* **MATERIAL FOR THE TASK**:
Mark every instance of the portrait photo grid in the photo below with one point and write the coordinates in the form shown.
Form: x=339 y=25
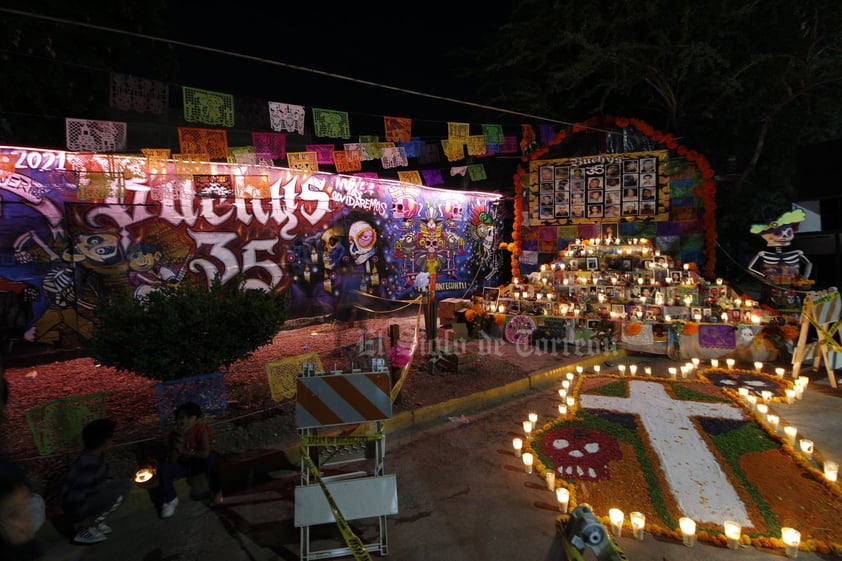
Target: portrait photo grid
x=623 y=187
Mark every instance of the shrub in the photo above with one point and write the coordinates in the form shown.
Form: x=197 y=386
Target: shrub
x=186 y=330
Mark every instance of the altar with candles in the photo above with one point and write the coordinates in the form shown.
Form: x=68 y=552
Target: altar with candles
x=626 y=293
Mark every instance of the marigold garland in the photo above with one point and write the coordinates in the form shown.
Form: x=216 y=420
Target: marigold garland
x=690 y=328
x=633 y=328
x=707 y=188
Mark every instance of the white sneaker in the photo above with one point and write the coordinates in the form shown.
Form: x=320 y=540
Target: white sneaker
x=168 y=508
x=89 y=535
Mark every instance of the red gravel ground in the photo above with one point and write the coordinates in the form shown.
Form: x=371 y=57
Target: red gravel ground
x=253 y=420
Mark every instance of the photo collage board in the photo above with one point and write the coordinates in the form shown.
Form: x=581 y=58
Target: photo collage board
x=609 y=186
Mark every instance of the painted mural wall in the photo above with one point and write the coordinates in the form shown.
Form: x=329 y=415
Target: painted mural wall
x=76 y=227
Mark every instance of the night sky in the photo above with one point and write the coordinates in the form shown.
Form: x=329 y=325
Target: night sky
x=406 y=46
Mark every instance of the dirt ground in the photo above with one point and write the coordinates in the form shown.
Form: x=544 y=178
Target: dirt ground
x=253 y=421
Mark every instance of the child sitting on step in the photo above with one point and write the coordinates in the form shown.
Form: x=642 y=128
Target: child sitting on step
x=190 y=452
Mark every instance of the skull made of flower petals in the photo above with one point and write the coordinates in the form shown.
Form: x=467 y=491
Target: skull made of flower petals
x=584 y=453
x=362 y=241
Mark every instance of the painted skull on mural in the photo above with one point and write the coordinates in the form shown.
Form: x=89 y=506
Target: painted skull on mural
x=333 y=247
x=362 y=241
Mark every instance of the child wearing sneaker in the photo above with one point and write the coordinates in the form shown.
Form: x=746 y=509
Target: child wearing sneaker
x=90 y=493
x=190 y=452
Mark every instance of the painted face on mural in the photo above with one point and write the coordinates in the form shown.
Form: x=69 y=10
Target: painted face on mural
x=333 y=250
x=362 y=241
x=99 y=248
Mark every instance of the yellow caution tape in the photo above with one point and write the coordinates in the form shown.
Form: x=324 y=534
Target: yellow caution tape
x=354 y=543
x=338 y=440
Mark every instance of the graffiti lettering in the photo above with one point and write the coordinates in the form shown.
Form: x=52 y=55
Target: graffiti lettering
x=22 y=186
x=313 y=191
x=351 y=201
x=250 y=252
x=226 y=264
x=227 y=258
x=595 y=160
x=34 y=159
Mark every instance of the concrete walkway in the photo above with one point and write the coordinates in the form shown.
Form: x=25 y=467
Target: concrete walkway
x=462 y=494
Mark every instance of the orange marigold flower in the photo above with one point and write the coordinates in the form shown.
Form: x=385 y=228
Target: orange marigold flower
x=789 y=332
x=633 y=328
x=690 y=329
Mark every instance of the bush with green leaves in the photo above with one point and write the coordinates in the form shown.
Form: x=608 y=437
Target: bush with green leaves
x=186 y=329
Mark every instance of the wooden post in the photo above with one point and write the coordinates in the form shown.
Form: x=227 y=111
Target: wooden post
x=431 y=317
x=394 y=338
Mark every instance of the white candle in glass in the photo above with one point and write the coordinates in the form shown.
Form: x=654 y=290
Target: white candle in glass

* **YOUR INSTRUCTIONS**:
Output each record verbatim and leave out its pictures.

* **ANSWER BOX**:
Mark every instance of the portrait photo grid in the photo below with one point and write the coordinates in the form shown.
Form: x=339 y=25
Target: portrait photo grid
x=623 y=187
Mark every instance of the shrub in the photo above with one point and write the coordinates in the form shown.
Form: x=197 y=386
Target: shrub
x=186 y=330
Mark every instance of the altar with candles in the photo above with one point and write the coordinates in the form shown.
Form: x=68 y=552
Target: altar with candles
x=626 y=293
Mark every instance of the marigold garland in the photo above with one point and write the coordinates in the form shown.
Form: x=216 y=420
Target: marigold garland
x=690 y=328
x=633 y=328
x=707 y=188
Mark every instance of the white sneaker in the photo above with one point and write the coordinates in the form shown.
Form: x=320 y=540
Target: white sneaker
x=168 y=508
x=89 y=535
Mark every instance of the red gravel ground in the photo above with one point and write the coordinates in the form shown.
Form: x=371 y=57
Target: red gravel ground
x=253 y=420
Mark every instance of the photo collage board in the photo above with one point and write the coordinates in the form shown.
Form: x=581 y=58
Target: photo collage board
x=609 y=186
Mark every instance of the painted mural wall in the photo above with one point and write the coordinates in the form shown.
Form: x=329 y=415
Target: painted mural wall
x=76 y=227
Mark every instance of the night sky in the photo above with one point and write the coordinates in the form shown.
Form: x=329 y=325
Target: night sky
x=406 y=46
Mark every instance of the dirt ground in the photo above with one point and write the coordinates in the form shown.
Form: x=544 y=178
Target: dirt ground
x=253 y=421
Mark every instance of the child sitting on step in the photo above with one point and write the coordinates in the form shown.
Form: x=642 y=128
Target: child sitting on step
x=190 y=452
Mark every instance of the skull made of flower petals in the photo above with one point and write the coordinates in the form shown.
Form: x=467 y=491
Target: skull made of flower petals
x=584 y=453
x=362 y=241
Mark every instance of the painted skull on mural in the photo above with one point and write the coordinates in the form shown.
Form: x=89 y=506
Target: painted skull on mural
x=333 y=247
x=362 y=241
Mark every instance of the child wearing sneaker in the photo above with one point and write the coordinates in the form shown.
Form: x=746 y=509
Target: child wearing sneaker
x=90 y=493
x=190 y=452
Mark every instance of the painted face on mural in the photo above with one point and write the coordinates in the form shown.
Form: x=69 y=10
Target: painted face on mural
x=333 y=250
x=362 y=241
x=99 y=248
Mark every instance of the yellow caution tape in the photo above with one point and write the coordinates in the form shown.
Form: x=324 y=534
Target: yellow caution tape
x=354 y=543
x=338 y=440
Mark every instance of the graffiti lettering in the photo above with one point and write the coordinates in the form shown.
Form: x=52 y=55
Target: graffiti lettering
x=22 y=186
x=313 y=191
x=351 y=201
x=250 y=252
x=226 y=264
x=227 y=258
x=595 y=160
x=34 y=159
Mark every instance of the concrete walkway in the photo above with one point and write the coordinates in the form shown.
Form: x=25 y=467
Target: concrete walkway
x=462 y=494
Mark every instance of the orange marigold flower in the photo above with one point and write the coordinates in the form shown.
Form: x=385 y=228
Target: orange marigold flower
x=789 y=332
x=633 y=328
x=690 y=329
Mark every instance of the bush with green leaves in the photo above with one point and write the coordinates in the form shown.
Form: x=608 y=437
Target: bush with green leaves
x=186 y=329
Mark every instance of the wooden post in the photo above with one point and write the coordinates in the form shown.
Form: x=227 y=111
Target: wooden post
x=431 y=317
x=394 y=338
Mark every instance of the white candle in glass in the photo above with one point and write the coordinates in the form shown.
Form: x=654 y=290
Target: white candle in glass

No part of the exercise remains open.